The problem: Write the next part of the passage below on Thomas F. Rowland's family life and philanthropy, picking up after its last sentence.

====== Provided text

In 1855, Thomas F. Rowland married Mary Eliza Bradley, daughter of Charles Bradley of New Haven, Connecticut. The Rowlands had four children: a daughter, Caroline Attwater, who died in infancy, and three sons, Thomas Jr., Charles and George, the first two of whom mentioned following their father into the family business.

Rowland was known for his genial disposition, and was said to be "universally esteemed" during his life; he was further described as a "leading and progressive spirit in the life of the Greenpoint community." He was active as a philanthropist, notably pioneering the practice in New York of granting a half-day holiday to employees on Saturday afternoons, which he extended to his own workforce with no reduction in pay. He also gave generous Christmas bonuses to his employees, ranging from $25 to $75 depending on their length of employment. After the Ascension Episcopal Church in Kent Street, Brooklyn, was completed in 1885, Rowland paid the Church's outstanding debt of $15,000. On another occasion, when the rector of the Church—whom Rowland had at the time known for only a few months—suffered a prolonged illness, Rowland paid his accumulated medical bills.

============
====== Supplied information

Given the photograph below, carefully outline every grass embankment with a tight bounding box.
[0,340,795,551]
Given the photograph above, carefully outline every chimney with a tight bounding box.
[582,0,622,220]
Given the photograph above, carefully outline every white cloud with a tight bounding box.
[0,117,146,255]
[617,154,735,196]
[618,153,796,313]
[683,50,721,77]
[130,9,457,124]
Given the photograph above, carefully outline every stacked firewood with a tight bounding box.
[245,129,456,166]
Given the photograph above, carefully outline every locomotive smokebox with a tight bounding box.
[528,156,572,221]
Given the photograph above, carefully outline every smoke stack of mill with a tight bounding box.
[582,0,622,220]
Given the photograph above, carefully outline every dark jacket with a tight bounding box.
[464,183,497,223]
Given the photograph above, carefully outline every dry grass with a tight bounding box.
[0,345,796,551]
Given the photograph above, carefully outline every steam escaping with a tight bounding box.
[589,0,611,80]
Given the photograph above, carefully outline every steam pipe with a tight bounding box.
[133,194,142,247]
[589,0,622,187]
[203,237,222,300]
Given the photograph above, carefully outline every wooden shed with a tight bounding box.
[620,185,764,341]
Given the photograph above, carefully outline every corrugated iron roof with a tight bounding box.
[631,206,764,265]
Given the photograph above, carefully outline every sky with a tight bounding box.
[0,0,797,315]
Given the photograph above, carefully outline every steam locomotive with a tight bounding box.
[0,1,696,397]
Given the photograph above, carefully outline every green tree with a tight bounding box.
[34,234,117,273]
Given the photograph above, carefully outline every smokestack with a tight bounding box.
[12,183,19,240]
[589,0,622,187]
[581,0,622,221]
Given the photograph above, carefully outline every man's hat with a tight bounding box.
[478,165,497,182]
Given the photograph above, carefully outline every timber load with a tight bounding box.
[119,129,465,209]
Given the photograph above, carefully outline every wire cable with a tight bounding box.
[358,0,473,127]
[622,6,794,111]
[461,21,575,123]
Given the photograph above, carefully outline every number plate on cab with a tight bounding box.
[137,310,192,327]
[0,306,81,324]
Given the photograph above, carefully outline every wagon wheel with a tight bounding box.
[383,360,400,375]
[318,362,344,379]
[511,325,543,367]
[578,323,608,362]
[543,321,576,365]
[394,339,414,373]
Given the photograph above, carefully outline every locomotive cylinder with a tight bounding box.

============

Exercise response:
Rowland was a vice-president and life member of the American Society of Mechanical Engineers, and was one of only nine honorary members in his time of the American Society of Civil Engineers. To the latter organization he endowed an annual prize for exceptional engineering papers, known as the Thomas Fitch Rowland Prize, which is still awarded today. He was a life member of the Society of Naval Architects and Marine Engineers, the New York Chamber of Commerce, the American Geographical Society, American Gas Light Association, New Haven Colony Historical Society, Fairfield County Historical Society and New England Society, and an honorary member of the Society of Gas Lighting, Union League Club and American Yacht Club. He was also a trustee of the Webb Academy and Home for Shipbuilders, the General Society of Mechanics and Tradesmen and the New York Historical Society.

Rowland struggled with illness in his declining years. He died on December 13, 1907, having only stepped back from the presidency of the Continental Works a few months prior. He was survived by his wife Mary, and by two of his sons, Thomas Jr. and Charles. His remains were interred in the family plot in Evergreen Cemetery, in his birthplace of New Haven, Connecticut.